((

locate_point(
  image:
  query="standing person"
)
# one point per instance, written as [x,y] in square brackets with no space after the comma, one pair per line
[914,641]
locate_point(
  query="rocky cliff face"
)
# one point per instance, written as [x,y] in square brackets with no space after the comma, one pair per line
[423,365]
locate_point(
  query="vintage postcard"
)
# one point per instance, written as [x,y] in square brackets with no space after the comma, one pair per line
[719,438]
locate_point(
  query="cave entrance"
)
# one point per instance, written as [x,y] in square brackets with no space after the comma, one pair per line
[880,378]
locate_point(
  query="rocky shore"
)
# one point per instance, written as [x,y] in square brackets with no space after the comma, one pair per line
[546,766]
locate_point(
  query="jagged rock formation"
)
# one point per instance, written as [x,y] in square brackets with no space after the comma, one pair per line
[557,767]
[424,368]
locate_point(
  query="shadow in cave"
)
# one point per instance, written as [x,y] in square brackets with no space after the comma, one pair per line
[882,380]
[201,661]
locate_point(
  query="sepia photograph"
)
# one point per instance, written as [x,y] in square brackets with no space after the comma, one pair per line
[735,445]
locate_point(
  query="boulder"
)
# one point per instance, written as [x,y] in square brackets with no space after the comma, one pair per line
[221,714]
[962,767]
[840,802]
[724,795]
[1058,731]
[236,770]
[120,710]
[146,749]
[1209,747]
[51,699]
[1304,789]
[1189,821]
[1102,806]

))

» **Directive**
Quote all of the rows above word for word, reproducing every line without alteration.

» **The answer**
locate_point(
  image:
  query="standing person"
)
# one point per instance, written as [x,y] in square brackets with no space after the comma, one pair per line
[914,641]
locate_point(
  query="rocky cliff face"
)
# one point per instance, written as [x,y] in square brackets with no space after the comma, one pair per line
[423,365]
locate_point(
  query="vintage postcard"
)
# one point per instance, written as [x,y] in square brackets with no space after the comma, one pair per line
[719,438]
locate_point(
  query="cave entrance"
)
# one point per instance, written as [x,y] in square brackets with no space after the comma, one pair per line
[880,378]
locate_point(
  query="rocky shore"
)
# one point per instance, written as [x,y] in square brackets with no space after the comma, one pair per line
[546,766]
locate_point(
  query="jagged rock formation"
)
# one point per instance, written as [x,y] in square brackets with no space after the comma, one pair per line
[557,767]
[424,368]
locate_point(
  query="shadow in cave"
)
# one point per instance, written as [x,y] in square brackets with no space after the comma, one pair per line
[882,380]
[201,661]
locate_point(
  query="sepia photograph"
)
# one point per instance, written as [x,y] in square brackets with no space after the comma, one pair per line
[735,445]
locate_point(
  query="boulder"
)
# one point per instance, written as [x,y] in square brackets with no space after the comma, one pair per line
[221,714]
[962,767]
[840,802]
[724,795]
[1058,731]
[236,770]
[120,710]
[146,749]
[1209,747]
[51,699]
[1304,789]
[1189,821]
[1102,806]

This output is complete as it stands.